(Point placement records)
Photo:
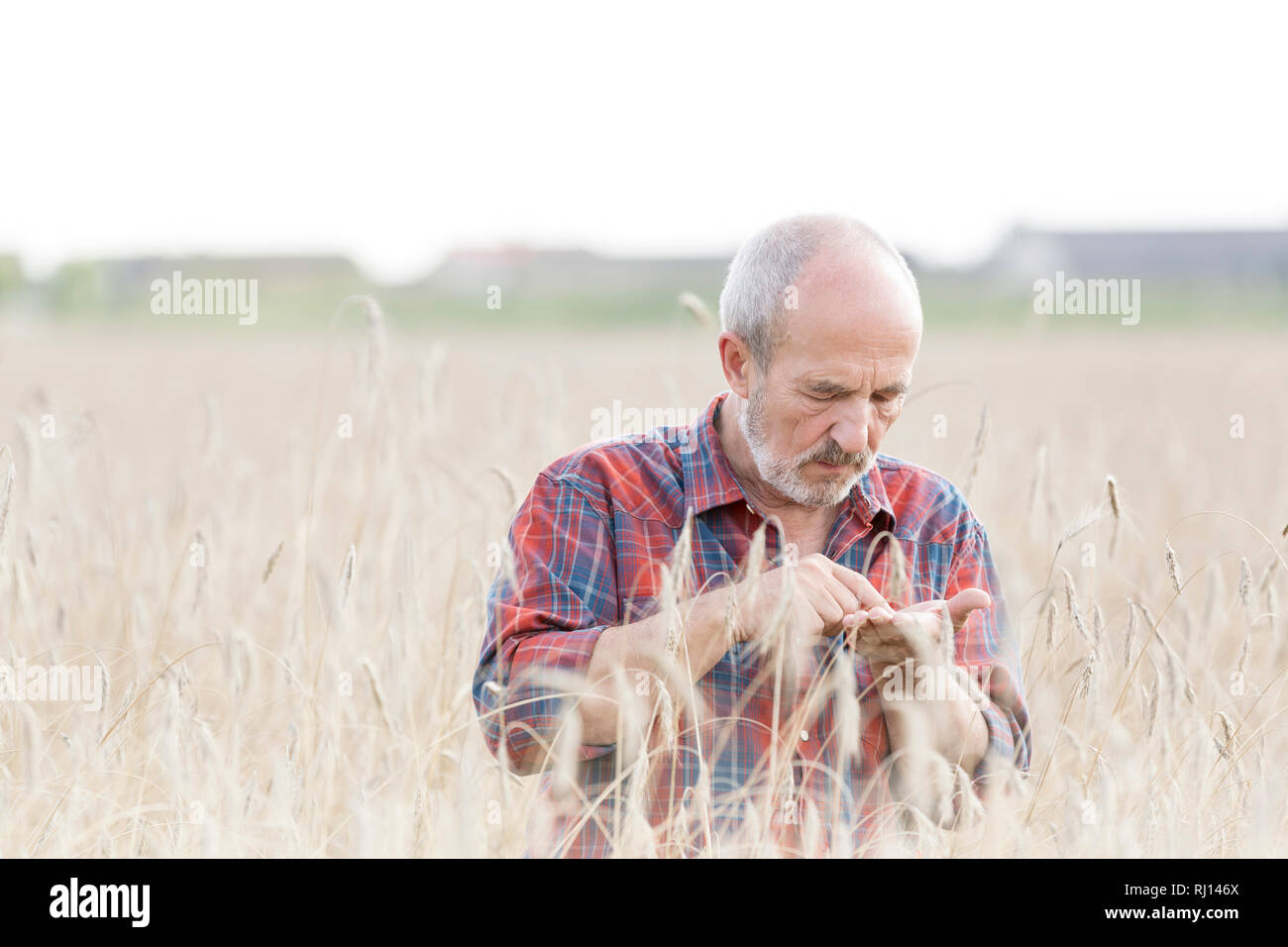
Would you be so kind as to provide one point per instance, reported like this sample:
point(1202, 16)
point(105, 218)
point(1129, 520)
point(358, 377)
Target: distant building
point(1231, 256)
point(553, 272)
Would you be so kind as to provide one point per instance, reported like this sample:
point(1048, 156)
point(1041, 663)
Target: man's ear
point(735, 363)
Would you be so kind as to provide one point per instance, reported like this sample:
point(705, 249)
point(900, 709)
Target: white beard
point(785, 474)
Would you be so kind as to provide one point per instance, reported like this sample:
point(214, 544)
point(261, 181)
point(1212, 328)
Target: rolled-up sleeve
point(987, 647)
point(545, 612)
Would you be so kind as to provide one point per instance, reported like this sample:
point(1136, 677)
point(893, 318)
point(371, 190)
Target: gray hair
point(752, 303)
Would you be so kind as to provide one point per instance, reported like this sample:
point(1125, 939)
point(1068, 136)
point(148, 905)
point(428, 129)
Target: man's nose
point(851, 432)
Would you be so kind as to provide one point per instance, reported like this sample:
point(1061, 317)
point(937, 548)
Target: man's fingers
point(965, 602)
point(863, 590)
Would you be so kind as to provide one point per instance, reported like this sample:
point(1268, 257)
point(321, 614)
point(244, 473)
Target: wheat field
point(277, 549)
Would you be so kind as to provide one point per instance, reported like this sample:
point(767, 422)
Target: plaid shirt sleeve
point(544, 618)
point(987, 646)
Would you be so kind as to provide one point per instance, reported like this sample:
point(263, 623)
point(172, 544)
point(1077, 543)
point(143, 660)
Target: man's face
point(814, 421)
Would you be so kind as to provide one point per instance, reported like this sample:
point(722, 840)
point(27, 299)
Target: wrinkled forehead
point(853, 307)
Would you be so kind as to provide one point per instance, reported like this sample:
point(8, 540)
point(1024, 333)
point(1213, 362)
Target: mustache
point(832, 454)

*Task requirements*:
Edit all of the material above by replacing every instance of "Target" with "Label", keeping everything else unchanged. Omit the pictures from your answer.

*Response*:
Photo:
Would you be so kind as to provide one point per instance, reported like this sample:
point(1202, 16)
point(105, 218)
point(1129, 520)
point(358, 377)
Label: distant building
point(1231, 256)
point(553, 272)
Would you be so kind as to provide one point per instance, reported like this sample:
point(1048, 156)
point(1041, 663)
Label: man's ear
point(735, 363)
Would you be so kind as to provide one point per instance, reported like this sample:
point(705, 249)
point(900, 709)
Label: white beard
point(785, 474)
Would you be so kind as to provide one point per instance, reported like this sample:
point(214, 544)
point(261, 181)
point(1212, 328)
Label: rolled-up sleeve
point(987, 647)
point(545, 612)
Would you be so kind as to provide one point per instance, reported like this sample:
point(1136, 677)
point(893, 318)
point(371, 190)
Label: gray hair
point(752, 303)
Would you be so kind as to provide one point per instance, reported like this sample:
point(1125, 939)
point(1068, 136)
point(148, 905)
point(428, 129)
Label: man's nose
point(851, 432)
Would you be so kind as to provide one point per instance, reported like this sample:
point(1061, 317)
point(937, 548)
Label: man's fingers
point(965, 602)
point(863, 590)
Would you be so kind as to provide one point per instance, reported like this sample:
point(1268, 257)
point(321, 614)
point(244, 473)
Label: wheat field
point(277, 549)
Would you be so kind as to provide one point per instance, reported like this sample:
point(767, 422)
Label: plaid shirt sleeve
point(544, 618)
point(987, 646)
Would you be so kind as to provide one point per instance, reported like this sample:
point(263, 623)
point(172, 544)
point(1077, 543)
point(143, 660)
Label: man's face
point(814, 421)
Would you be so kind as to provide one point per instance, reported like this sample:
point(722, 840)
point(27, 299)
Label: wrinkled forehead
point(853, 307)
Would you be so kind as to provide one point per instance, reported like this sample:
point(8, 540)
point(1024, 333)
point(1213, 362)
Label: mustache
point(832, 454)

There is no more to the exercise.